Return every record below exactly; leave out the images.
====== Data excerpts
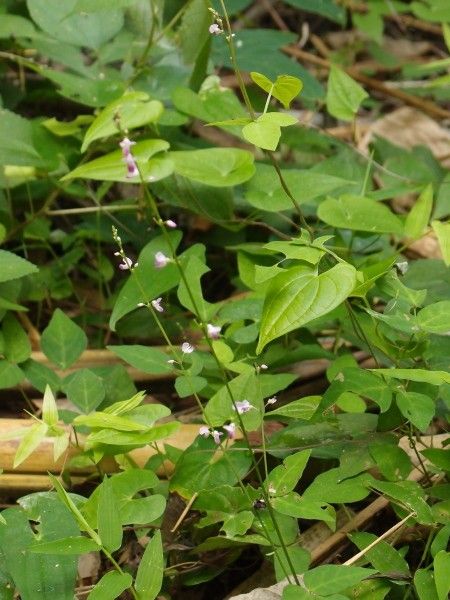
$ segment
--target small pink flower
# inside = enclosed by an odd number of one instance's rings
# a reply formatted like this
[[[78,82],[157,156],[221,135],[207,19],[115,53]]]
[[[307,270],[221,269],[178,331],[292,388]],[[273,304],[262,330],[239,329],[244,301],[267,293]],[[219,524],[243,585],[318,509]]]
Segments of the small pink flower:
[[[174,358],[169,358],[169,360],[167,361],[167,363],[169,365],[174,365],[177,361]]]
[[[156,269],[163,269],[169,263],[170,263],[170,258],[168,256],[166,256],[163,252],[157,252],[155,254],[154,265],[155,265]]]
[[[143,306],[147,306],[145,302],[138,302],[136,305],[138,308],[142,308]]]
[[[194,352],[194,350],[195,350],[194,346],[189,344],[189,342],[183,342],[181,344],[181,352],[183,354],[192,354],[192,352]]]
[[[122,148],[123,157],[126,158],[131,152],[131,146],[134,146],[136,142],[132,142],[127,137],[124,137],[123,140],[119,143],[119,146]]]
[[[212,25],[209,26],[209,33],[213,33],[214,35],[219,35],[220,33],[222,33],[222,30],[217,25],[217,23],[213,23]]]
[[[153,308],[158,312],[164,312],[164,308],[161,306],[162,298],[156,298],[156,300],[152,300]]]
[[[266,371],[269,367],[267,365],[261,365],[259,368],[261,371]]]
[[[237,400],[235,406],[233,406],[233,410],[236,410],[240,415],[247,413],[249,410],[252,410],[252,408],[255,407],[252,406],[248,400]]]
[[[202,427],[200,427],[200,429],[198,430],[198,434],[201,435],[204,438],[209,437],[209,434],[211,432],[209,431],[209,427],[206,427],[206,425],[203,425]]]
[[[208,337],[211,340],[219,339],[222,327],[219,327],[219,325],[211,325],[211,323],[208,323],[208,325],[206,326],[206,329],[207,329]]]
[[[170,229],[176,229],[178,227],[178,225],[175,223],[175,221],[172,221],[172,219],[167,219],[167,221],[164,221],[164,224],[166,227],[170,227]]]
[[[213,436],[214,442],[219,445],[220,444],[220,437],[223,435],[223,433],[221,431],[217,431],[216,429],[214,429],[214,431],[211,433],[211,435]]]
[[[139,175],[139,169],[137,168],[136,161],[134,160],[134,156],[130,153],[124,158],[127,165],[127,178],[136,177]]]
[[[229,425],[224,425],[223,428],[227,432],[228,439],[234,440],[236,437],[236,425],[234,423],[230,423]]]
[[[122,261],[119,265],[119,269],[122,269],[122,271],[128,271],[133,268],[133,261],[128,256],[123,256]]]
[[[275,402],[276,402],[276,401],[277,401],[277,397],[276,397],[276,396],[273,396],[272,398],[269,398],[269,399],[266,401],[266,406],[270,406],[271,404],[275,404]]]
============
Written response
$ segment
--target small pink flower
# inside = enclosed by an odd number of one instance's rings
# a reply formatted like this
[[[78,82],[157,156],[221,135],[207,19],[115,53]]]
[[[307,270],[221,269],[178,331],[292,388]],[[273,304],[262,330],[239,329],[244,301],[267,293]],[[219,524],[243,585],[318,509]]]
Segments of the small pink flower:
[[[174,358],[169,358],[169,360],[167,361],[167,363],[169,365],[174,365],[177,361]]]
[[[156,269],[163,269],[169,263],[170,263],[170,258],[168,256],[166,256],[163,252],[157,252],[155,254],[154,265],[155,265]]]
[[[143,306],[147,306],[145,302],[138,302],[136,305],[138,308],[142,308]]]
[[[194,352],[194,350],[195,350],[194,346],[189,344],[189,342],[183,342],[181,344],[181,352],[183,354],[192,354],[192,352]]]
[[[122,148],[123,157],[126,158],[131,152],[131,146],[134,146],[136,142],[132,142],[127,137],[124,137],[123,140],[119,143],[119,146]]]
[[[212,25],[209,26],[209,33],[213,33],[214,35],[219,35],[220,33],[222,33],[222,30],[217,25],[217,23],[213,23]]]
[[[153,308],[158,312],[164,312],[164,308],[161,306],[162,298],[156,298],[156,300],[152,300]]]
[[[266,371],[269,367],[267,365],[261,365],[259,368],[261,371]]]
[[[237,400],[235,406],[233,406],[233,410],[236,410],[240,415],[247,413],[249,410],[252,410],[252,408],[255,407],[252,406],[248,400]]]
[[[202,427],[200,427],[200,429],[198,430],[198,434],[201,435],[204,438],[209,437],[209,434],[211,432],[209,431],[209,427],[206,427],[206,425],[203,425]]]
[[[208,337],[211,340],[219,339],[222,327],[219,327],[219,325],[211,325],[211,323],[208,323],[208,325],[206,326],[206,329],[207,329]]]
[[[170,229],[176,229],[178,227],[178,225],[175,223],[175,221],[172,221],[172,219],[167,219],[167,221],[164,221],[164,224],[166,227],[170,227]]]
[[[213,436],[214,442],[219,445],[220,444],[220,437],[223,435],[223,433],[221,431],[217,431],[216,429],[214,429],[214,431],[211,433],[211,435]]]
[[[139,175],[139,169],[137,168],[136,161],[134,160],[134,156],[130,153],[124,158],[127,165],[127,178],[136,177]]]
[[[229,425],[224,425],[223,428],[227,432],[228,439],[234,440],[236,437],[236,425],[234,423],[230,423]]]
[[[122,261],[119,265],[119,269],[122,269],[122,271],[128,271],[133,268],[133,261],[128,256],[123,256]]]
[[[275,402],[276,402],[276,401],[277,401],[277,397],[276,397],[276,396],[273,396],[272,398],[269,398],[269,399],[266,401],[266,406],[270,406],[271,404],[275,404]]]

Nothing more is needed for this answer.